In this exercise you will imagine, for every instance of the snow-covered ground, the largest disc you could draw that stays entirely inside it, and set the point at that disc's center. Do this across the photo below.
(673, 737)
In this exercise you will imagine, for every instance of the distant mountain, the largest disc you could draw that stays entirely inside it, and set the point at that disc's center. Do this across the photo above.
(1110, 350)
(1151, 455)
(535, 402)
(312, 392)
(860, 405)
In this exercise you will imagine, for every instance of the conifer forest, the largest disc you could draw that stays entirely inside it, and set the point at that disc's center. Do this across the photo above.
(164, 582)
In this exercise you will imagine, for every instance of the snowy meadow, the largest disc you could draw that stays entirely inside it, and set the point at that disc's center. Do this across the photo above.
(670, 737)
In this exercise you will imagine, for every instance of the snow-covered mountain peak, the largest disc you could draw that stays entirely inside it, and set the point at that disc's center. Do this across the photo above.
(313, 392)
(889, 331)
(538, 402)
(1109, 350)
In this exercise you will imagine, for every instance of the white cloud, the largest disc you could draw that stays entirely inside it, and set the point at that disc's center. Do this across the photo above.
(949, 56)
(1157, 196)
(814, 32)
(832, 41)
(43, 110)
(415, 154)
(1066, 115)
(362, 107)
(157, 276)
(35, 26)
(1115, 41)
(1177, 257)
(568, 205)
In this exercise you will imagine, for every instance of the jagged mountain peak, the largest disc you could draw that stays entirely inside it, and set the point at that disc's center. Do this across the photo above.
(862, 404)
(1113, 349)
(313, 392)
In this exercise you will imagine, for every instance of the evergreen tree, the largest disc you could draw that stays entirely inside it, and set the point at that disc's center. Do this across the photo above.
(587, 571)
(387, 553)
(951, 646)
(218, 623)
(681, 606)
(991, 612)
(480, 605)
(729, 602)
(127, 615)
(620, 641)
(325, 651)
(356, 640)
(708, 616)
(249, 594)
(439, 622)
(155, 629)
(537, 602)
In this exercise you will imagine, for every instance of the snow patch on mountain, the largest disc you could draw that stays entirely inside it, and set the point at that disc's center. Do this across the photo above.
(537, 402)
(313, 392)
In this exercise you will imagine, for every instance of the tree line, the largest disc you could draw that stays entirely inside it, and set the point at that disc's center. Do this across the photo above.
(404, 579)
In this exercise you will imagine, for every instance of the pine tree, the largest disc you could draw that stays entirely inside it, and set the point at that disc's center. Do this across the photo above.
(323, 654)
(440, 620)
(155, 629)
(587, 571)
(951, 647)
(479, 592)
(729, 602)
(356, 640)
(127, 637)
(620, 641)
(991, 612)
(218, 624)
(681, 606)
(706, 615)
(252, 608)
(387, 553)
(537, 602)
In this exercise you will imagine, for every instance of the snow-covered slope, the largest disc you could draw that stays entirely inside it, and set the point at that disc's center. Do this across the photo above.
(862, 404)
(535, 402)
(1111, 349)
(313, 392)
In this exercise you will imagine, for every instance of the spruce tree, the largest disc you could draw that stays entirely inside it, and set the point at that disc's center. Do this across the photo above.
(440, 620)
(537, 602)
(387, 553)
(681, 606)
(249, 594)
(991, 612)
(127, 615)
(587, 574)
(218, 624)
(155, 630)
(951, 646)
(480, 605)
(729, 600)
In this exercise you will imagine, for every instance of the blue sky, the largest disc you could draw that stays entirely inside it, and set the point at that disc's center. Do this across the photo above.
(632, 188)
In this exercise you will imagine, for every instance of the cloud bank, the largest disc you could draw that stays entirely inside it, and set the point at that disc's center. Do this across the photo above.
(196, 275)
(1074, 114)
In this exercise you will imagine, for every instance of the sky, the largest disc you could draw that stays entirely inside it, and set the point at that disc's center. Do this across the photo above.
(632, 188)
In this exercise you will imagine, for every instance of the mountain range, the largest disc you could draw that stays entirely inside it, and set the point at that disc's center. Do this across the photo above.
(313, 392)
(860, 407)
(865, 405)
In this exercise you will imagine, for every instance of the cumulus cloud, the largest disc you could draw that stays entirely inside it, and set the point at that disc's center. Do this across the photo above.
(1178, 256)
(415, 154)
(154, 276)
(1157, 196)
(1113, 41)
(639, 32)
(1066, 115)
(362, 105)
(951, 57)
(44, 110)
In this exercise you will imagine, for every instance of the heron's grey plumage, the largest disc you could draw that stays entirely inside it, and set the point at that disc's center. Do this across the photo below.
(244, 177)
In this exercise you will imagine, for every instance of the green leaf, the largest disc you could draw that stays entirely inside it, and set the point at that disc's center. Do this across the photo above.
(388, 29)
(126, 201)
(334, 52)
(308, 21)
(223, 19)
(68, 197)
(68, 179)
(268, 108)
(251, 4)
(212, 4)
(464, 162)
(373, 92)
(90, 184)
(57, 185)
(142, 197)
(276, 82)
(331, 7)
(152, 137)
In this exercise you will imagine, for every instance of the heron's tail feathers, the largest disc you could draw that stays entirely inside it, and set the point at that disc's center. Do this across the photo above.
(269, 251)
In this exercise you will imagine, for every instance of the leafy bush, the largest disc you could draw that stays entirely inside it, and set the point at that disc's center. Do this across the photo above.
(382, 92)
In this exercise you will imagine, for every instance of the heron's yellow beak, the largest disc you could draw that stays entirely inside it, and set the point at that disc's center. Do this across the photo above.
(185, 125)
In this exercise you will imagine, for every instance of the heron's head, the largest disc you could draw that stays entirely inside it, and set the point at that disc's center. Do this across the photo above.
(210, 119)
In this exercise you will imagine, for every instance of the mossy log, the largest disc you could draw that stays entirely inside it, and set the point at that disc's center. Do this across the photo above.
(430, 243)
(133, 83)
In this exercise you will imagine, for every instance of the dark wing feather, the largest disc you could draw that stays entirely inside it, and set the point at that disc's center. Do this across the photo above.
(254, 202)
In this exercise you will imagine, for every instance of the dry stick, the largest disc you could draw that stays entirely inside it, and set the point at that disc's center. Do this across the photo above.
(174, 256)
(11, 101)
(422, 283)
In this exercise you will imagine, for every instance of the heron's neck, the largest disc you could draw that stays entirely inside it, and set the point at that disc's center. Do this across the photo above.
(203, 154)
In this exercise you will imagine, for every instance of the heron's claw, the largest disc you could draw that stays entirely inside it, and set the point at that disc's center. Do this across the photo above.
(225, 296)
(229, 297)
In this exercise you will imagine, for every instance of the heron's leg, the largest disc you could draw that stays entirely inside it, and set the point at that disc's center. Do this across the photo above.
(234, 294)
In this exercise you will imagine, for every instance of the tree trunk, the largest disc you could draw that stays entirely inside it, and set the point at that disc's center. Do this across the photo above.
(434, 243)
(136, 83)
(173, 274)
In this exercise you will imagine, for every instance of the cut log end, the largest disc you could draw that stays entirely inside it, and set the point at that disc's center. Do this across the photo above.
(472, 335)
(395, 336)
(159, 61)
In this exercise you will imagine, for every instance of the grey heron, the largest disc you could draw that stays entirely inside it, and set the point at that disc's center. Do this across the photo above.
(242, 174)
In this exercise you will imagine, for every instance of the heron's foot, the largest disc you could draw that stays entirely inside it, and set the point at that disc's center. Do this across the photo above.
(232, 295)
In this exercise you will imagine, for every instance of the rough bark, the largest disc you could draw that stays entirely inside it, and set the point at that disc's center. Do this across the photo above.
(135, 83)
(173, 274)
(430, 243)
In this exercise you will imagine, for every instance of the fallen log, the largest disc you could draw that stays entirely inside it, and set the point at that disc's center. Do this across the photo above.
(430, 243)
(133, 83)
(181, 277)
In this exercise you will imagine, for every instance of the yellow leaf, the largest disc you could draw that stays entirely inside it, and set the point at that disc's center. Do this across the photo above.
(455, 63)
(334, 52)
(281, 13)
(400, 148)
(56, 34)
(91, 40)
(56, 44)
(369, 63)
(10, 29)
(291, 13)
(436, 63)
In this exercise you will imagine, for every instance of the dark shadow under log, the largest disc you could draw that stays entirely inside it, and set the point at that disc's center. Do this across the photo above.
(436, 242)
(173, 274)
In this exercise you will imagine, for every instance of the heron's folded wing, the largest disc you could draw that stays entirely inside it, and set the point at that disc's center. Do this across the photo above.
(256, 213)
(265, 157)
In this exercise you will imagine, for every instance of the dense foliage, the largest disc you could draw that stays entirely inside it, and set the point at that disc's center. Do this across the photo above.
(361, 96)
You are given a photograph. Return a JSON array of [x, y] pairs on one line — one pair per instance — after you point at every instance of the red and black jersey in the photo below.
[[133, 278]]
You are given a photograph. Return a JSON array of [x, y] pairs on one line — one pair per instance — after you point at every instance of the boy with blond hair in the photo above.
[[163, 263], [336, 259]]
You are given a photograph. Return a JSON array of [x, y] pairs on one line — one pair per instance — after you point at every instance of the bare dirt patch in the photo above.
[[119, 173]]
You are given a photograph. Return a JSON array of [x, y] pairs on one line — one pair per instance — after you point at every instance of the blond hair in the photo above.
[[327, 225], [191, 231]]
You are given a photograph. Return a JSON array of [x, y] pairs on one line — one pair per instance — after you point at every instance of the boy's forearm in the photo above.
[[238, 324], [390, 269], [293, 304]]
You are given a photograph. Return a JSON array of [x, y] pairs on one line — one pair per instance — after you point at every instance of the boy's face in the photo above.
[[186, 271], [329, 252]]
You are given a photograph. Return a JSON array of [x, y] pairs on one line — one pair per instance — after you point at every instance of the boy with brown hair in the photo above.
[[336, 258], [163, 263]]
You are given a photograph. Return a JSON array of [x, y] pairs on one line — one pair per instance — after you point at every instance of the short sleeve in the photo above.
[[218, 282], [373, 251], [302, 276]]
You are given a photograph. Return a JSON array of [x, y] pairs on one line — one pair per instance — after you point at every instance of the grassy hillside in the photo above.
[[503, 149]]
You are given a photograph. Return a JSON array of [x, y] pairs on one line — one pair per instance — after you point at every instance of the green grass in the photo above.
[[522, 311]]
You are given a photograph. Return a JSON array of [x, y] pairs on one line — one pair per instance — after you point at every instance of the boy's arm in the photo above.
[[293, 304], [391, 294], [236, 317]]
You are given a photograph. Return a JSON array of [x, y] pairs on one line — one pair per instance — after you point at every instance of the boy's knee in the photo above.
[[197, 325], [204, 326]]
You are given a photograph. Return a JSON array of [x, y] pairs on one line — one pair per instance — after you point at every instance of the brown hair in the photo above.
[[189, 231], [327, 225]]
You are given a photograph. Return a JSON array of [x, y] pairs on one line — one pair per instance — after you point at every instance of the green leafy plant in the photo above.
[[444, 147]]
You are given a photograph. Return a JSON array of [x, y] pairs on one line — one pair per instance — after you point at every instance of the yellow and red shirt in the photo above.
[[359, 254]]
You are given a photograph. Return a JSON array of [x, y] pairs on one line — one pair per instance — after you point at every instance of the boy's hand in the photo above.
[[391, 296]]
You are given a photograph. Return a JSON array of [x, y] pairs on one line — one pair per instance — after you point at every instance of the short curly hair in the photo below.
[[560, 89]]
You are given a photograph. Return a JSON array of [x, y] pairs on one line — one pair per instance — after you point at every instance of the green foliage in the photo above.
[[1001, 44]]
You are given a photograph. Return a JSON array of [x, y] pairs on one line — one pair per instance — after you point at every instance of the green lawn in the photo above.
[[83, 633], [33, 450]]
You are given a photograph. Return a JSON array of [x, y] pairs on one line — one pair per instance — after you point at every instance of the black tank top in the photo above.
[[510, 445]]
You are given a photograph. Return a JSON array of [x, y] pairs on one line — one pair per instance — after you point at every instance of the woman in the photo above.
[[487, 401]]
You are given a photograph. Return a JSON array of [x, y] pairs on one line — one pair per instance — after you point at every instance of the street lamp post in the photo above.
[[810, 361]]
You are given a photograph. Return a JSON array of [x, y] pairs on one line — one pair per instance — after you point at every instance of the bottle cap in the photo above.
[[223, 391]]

• PROBLEM REQUIREMENTS: Would you print the line containing "top in the photo above." and every line after it up to the end of the listing above, exactly, and nothing else?

• REPLY TO THE EXERCISE:
You are given a photograph. Return a JSON array of [x, y] pairs on one line — one pair per instance — after you point at every instance of the black tank top in the photo above.
[[510, 445]]
You are given a photograph. Return a JSON array of [x, y] pairs on one line — one pair per instance — after you point at every instance of the woman in the photo above.
[[487, 401]]
You are given a photograph. Return a JSON array of [x, y] pairs on one line — one pair per instance — after you point at every instance of the street lamp post in the photo above.
[[810, 361]]
You are given a photograph. Return a JSON array of [x, y] pairs on one line — one pair per instance — after you point at every instance of the bottle cap in the photo above.
[[223, 391]]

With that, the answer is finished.